# Loud fan noice, then PC keeps restarting



## Pombatzis (Jun 1, 2009)

Hi. So i have a custom built PC i setup in june 2008 (intel i7-920, 6Gb DDR3 ram, 640GB SATA2, NVIDIA 250 GTS graphics card, 460W power supply on an MSI X58-pro motherboard, using windows 7 64-bit). My PC was wokrking just fine for 3 years, no hardware issues of any sort. 2 nights ago i installed a game that was quite demanding in graphics. before i played the game i was asked to update my graphics card (update released 24-10-2011), i played the game for about 10-15 minutes, the fan sounds were as usual a bit more intense as i was playing due to the graphics card. Then i shut my computer off. When i turned it up the following day i notice a really loud fan noise coming out kind of like the soud of a race car. despite the sound i let it enter the windows. Restarting the computer wouldn't help, so i tried to see inside the case which fan was making the noice. i think it was the fan on the side of the case. When i tried to start my computer back again it would make the loud noice, wouldn't boot at all and kept restarting after a few seconds. This never happened before can you help me fix this serious problem? Thanks!


----------



## makinu1der2 (Jan 1, 2008)

What motherboard are you using?
What brand is the 460W PSU? System is a bit under powered.
Has the inside of the PC been cleaned lately?


Perform the following steps:
-Remove the power from the system and open the case
-Remove the graphics card from the PC
-Clear the CMOS settings (removing the battery from the motherboard for a few minutes will suffice)
-Reseat the graphics card
If unsuccessful continue:
-Remove all RAM and test with one stick at a time
-Remove any PCI card installed (modem,nic,sound,etc)
-Disconnect drives (storage and optical)
-Inspect motherboard for damaged capacitors
-Test with another PSU


----------



## Tyree (May 10, 2009)

Disable "Auto Restart".
This will allow you to see any Error Codes.

Prevent Automatic Restart after BSOD.In Windows XP.

Click on Start and then on Control Panel.
Control Panel double click to open System.
System Properties window click on the Advanced tab.
In the section labeled ‘Startup and Recovery’, click on the Settings button.
In the section labeled ‘System failure’, remove the checkmark from ‘Automatically restart’.
Click OK, OK to exit.

Vista & 7

Click on Start and then on Control Panel.
In the Control Panel double click to open System.
In the left panel under ‘Tasks’ click on Advanced system settings.
In the section labeled ‘Startup and Recovery’, click on the Settings button.
In the section labeled ‘System failure, remove the checkmark from ‘Automatically restart’.
Click Ok, OK to exit.


----------



## Pombatzis (Jun 1, 2009)

My motherboard is MSI X58-pro, the power supply is Coolermaster. i ve cleaned inside the case when i opened it today. Might take a while to try your steps but i ll let you know with my progress.


----------



## Tyree (May 10, 2009)

What is the Model Number of the 460W CoolerMaster? There are 3 460W Coolermaster PSU's ranging from poor quality to junk. The "best" is RS-460-ASAA-D3 but it only has two 18A 12V rails.

▶ **SUPPLIED MATERIAL**
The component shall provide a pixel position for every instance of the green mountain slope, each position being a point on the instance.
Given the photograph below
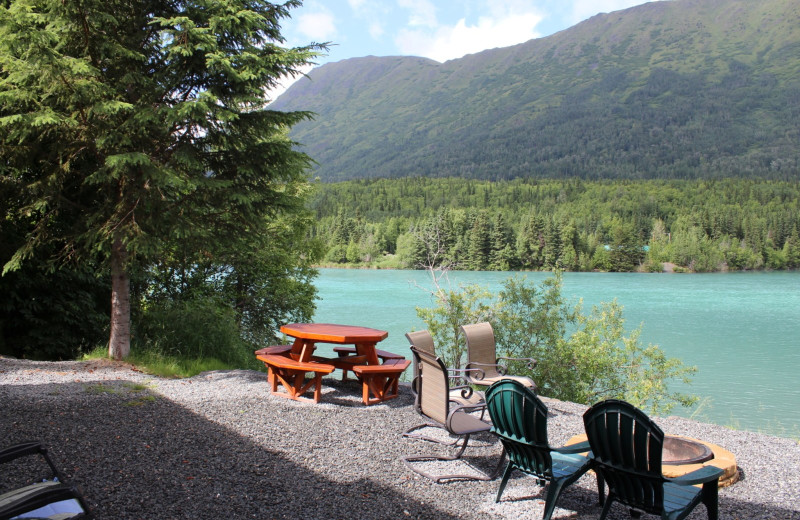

▶ **EXERCISE A**
In the fan noise thread, which 460W CoolerMaster model is described as the "best" of the three?
▶ **EXERCISE B**
Retype the section of the fan noise thread that begins with the words containing "Has the inside" and ends with "minutes will suffice)".

▶ **TASK RESULT A**
RS-460-ASAA-D3

▶ **TASK RESULT B**
Has the inside of the PC been cleaned lately?


Perform the following steps:
-Remove the power from the system and open the case
-Remove the graphics card from the PC
-Clear the CMOS settings (removing the battery from the motherboard for a few minutes will suffice)